- _Written instruction_:
Retype the rows below line for line, changing nothing.

- _Entries on locating named things_:
_ _ _ _ _

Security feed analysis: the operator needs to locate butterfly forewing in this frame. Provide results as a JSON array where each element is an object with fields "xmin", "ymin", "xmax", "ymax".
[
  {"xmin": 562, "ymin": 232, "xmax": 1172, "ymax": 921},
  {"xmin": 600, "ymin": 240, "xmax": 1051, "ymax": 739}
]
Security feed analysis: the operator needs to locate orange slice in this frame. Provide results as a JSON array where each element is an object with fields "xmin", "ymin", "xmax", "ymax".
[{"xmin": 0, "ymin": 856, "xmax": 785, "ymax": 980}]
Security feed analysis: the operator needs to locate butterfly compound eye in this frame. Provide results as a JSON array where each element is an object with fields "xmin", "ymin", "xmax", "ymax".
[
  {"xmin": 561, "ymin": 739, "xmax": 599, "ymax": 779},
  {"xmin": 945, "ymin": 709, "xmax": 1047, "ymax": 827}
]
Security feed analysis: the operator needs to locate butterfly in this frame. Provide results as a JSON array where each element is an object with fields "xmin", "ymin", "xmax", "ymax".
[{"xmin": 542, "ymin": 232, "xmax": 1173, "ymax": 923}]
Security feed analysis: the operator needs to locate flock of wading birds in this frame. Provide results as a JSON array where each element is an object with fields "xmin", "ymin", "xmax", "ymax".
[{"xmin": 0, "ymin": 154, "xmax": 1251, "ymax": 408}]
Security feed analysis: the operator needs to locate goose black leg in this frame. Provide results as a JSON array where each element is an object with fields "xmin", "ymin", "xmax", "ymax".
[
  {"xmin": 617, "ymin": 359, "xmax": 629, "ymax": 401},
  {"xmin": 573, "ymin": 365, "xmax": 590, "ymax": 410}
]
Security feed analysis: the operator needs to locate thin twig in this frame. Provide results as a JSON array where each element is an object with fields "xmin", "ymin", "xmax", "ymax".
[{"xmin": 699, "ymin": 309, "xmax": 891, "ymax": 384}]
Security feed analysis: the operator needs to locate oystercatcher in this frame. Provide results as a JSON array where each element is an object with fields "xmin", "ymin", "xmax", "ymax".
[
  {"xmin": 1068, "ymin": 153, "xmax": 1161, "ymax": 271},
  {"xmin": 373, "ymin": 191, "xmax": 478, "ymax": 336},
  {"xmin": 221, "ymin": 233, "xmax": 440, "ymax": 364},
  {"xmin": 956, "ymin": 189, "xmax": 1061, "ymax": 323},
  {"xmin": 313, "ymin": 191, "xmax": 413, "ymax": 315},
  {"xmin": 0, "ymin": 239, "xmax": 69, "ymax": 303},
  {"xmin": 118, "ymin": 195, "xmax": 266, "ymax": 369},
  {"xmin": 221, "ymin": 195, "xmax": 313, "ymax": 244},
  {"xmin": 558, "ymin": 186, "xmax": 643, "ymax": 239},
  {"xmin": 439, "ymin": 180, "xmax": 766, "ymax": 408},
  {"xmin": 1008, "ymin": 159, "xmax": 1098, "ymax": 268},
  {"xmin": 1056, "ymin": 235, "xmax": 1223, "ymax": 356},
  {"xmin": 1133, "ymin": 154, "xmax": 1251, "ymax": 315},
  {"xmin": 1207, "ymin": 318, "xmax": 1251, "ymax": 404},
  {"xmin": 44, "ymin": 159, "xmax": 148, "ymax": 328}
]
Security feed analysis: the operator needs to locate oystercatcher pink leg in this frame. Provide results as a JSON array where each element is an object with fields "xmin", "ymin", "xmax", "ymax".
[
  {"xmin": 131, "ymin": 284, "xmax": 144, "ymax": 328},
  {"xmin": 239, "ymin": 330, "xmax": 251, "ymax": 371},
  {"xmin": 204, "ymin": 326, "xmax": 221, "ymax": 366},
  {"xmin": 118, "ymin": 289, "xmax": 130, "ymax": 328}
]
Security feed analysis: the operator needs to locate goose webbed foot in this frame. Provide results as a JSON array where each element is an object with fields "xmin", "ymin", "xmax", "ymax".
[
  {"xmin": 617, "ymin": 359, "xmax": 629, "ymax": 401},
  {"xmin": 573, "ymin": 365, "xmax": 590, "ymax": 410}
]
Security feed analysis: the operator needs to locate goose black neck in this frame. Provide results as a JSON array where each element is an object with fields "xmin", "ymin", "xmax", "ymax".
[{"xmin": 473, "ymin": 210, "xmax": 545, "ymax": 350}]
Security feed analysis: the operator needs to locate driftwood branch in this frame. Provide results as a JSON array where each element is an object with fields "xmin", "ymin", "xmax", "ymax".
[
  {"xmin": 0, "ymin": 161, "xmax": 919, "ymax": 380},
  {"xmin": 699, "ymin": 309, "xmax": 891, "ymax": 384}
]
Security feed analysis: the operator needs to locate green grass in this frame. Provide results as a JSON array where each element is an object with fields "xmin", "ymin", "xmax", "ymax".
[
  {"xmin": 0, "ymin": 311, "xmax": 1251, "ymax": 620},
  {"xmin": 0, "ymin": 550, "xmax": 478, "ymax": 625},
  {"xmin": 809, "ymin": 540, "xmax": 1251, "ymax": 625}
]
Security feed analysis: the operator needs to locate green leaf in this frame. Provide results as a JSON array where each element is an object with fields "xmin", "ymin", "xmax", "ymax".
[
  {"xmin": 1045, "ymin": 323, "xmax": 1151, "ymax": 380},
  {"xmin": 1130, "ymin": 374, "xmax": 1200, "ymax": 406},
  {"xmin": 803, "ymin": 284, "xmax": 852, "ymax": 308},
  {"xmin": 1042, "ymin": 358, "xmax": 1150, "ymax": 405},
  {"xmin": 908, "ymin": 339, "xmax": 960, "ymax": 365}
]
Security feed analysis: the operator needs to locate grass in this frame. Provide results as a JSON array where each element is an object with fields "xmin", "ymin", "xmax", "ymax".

_ _ _ _ _

- _Result of this exercise_:
Security feed analysis: the operator needs to locate butterfly forewing in this frame. Provide results as a JSON array where each element is an object with fields "xmin", "ymin", "xmax", "ymax".
[
  {"xmin": 562, "ymin": 232, "xmax": 1172, "ymax": 921},
  {"xmin": 600, "ymin": 240, "xmax": 1051, "ymax": 739}
]
Security feed analysis: the operator needs to locate orange slice in this frame. Provide results as a JSON array where each element is an object with fields "xmin", "ymin", "xmax", "ymax".
[{"xmin": 0, "ymin": 856, "xmax": 785, "ymax": 980}]
Security feed analysis: the operator needs to locate butterfly compound eye in this frame. Provide results as a JSON array where each element is an object with fields "xmin", "ymin", "xmax", "ymax".
[
  {"xmin": 561, "ymin": 739, "xmax": 599, "ymax": 779},
  {"xmin": 945, "ymin": 709, "xmax": 1047, "ymax": 827}
]
Security feed analysis: the operator needs to locate butterfly in this frame. Provide results as a JSON array where each element is an object with fields "xmin", "ymin", "xmax", "ymax".
[{"xmin": 542, "ymin": 232, "xmax": 1173, "ymax": 923}]
Security feed analysis: the operator needs to locate flock of wading birds in this frame. Provide results as a JSON array where each element is an object with fields "xmin", "ymin", "xmax", "ymax".
[{"xmin": 0, "ymin": 154, "xmax": 1251, "ymax": 408}]
Security feed analysis: the operator needs to locate goose black leg in this frame. Provide results as a JSON array where each element is an object with fields "xmin", "ymin", "xmax", "ymax".
[
  {"xmin": 617, "ymin": 359, "xmax": 629, "ymax": 401},
  {"xmin": 573, "ymin": 365, "xmax": 590, "ymax": 410}
]
Security feed analysis: the operator needs to locate thin twig in this frame. Provide results as a JSON array where each element is an object with fields "xmin", "ymin", "xmax", "ymax".
[{"xmin": 699, "ymin": 309, "xmax": 891, "ymax": 384}]
Security feed analysis: the operator needs to locate oystercatcher in this frame. Provide results as a JSON array where each element is an object with fields "xmin", "ymin", "xmax", "ymax".
[
  {"xmin": 1068, "ymin": 153, "xmax": 1161, "ymax": 271},
  {"xmin": 373, "ymin": 191, "xmax": 478, "ymax": 336},
  {"xmin": 221, "ymin": 233, "xmax": 440, "ymax": 364},
  {"xmin": 956, "ymin": 189, "xmax": 1061, "ymax": 323},
  {"xmin": 313, "ymin": 191, "xmax": 413, "ymax": 315},
  {"xmin": 0, "ymin": 239, "xmax": 69, "ymax": 303},
  {"xmin": 118, "ymin": 195, "xmax": 266, "ymax": 369},
  {"xmin": 221, "ymin": 195, "xmax": 313, "ymax": 244},
  {"xmin": 558, "ymin": 186, "xmax": 643, "ymax": 239},
  {"xmin": 439, "ymin": 180, "xmax": 766, "ymax": 408},
  {"xmin": 1008, "ymin": 159, "xmax": 1098, "ymax": 268},
  {"xmin": 1056, "ymin": 235, "xmax": 1223, "ymax": 356},
  {"xmin": 1133, "ymin": 154, "xmax": 1251, "ymax": 315},
  {"xmin": 1207, "ymin": 318, "xmax": 1251, "ymax": 404},
  {"xmin": 44, "ymin": 159, "xmax": 148, "ymax": 328}
]
Security feed analysis: the operator needs to locate oystercatcher pink leg in this frame. Provide results as a JSON array where each element is an object with fields "xmin", "ymin", "xmax", "ymax".
[
  {"xmin": 131, "ymin": 284, "xmax": 144, "ymax": 328},
  {"xmin": 239, "ymin": 330, "xmax": 251, "ymax": 371},
  {"xmin": 204, "ymin": 326, "xmax": 221, "ymax": 366},
  {"xmin": 118, "ymin": 289, "xmax": 130, "ymax": 328}
]
Security feed analysis: the operator needs to locate goose webbed foot in this frame. Provide results as a JSON array where each element is an object with fields "xmin", "ymin", "xmax", "ymax".
[
  {"xmin": 617, "ymin": 359, "xmax": 629, "ymax": 401},
  {"xmin": 573, "ymin": 365, "xmax": 590, "ymax": 410}
]
Security feed analysis: the operator needs to locate goose black neck in this frame. Provide results as a JSON array where each element is an object with fields "xmin", "ymin", "xmax", "ymax".
[{"xmin": 473, "ymin": 210, "xmax": 545, "ymax": 350}]
Security feed analysis: the operator needs to locate driftwood branch in this frame. Provide results as a JSON array where each element is an object with fields "xmin", "ymin", "xmax", "ymax".
[
  {"xmin": 0, "ymin": 161, "xmax": 919, "ymax": 380},
  {"xmin": 699, "ymin": 309, "xmax": 891, "ymax": 384}
]
Security feed analysis: the operator needs to locate green grass in this frame. Provide results as a JSON array where each element is an object with fields "xmin", "ymin", "xmax", "ymax".
[
  {"xmin": 0, "ymin": 311, "xmax": 1251, "ymax": 620},
  {"xmin": 0, "ymin": 550, "xmax": 478, "ymax": 625},
  {"xmin": 809, "ymin": 540, "xmax": 1251, "ymax": 625}
]
Security feed analysis: the operator needs to locate green leaf in this frame. Provide results as a JSON array where each element is an object with fields "xmin", "ymin", "xmax", "ymax".
[
  {"xmin": 1045, "ymin": 323, "xmax": 1151, "ymax": 380},
  {"xmin": 1130, "ymin": 374, "xmax": 1200, "ymax": 406},
  {"xmin": 803, "ymin": 284, "xmax": 852, "ymax": 308},
  {"xmin": 1042, "ymin": 358, "xmax": 1150, "ymax": 405},
  {"xmin": 908, "ymin": 339, "xmax": 960, "ymax": 365}
]
Security feed analysis: the operator needs to locate grass in this frame. Provide results as a JSON array where each element is an object with fields "xmin", "ymin", "xmax", "ymax".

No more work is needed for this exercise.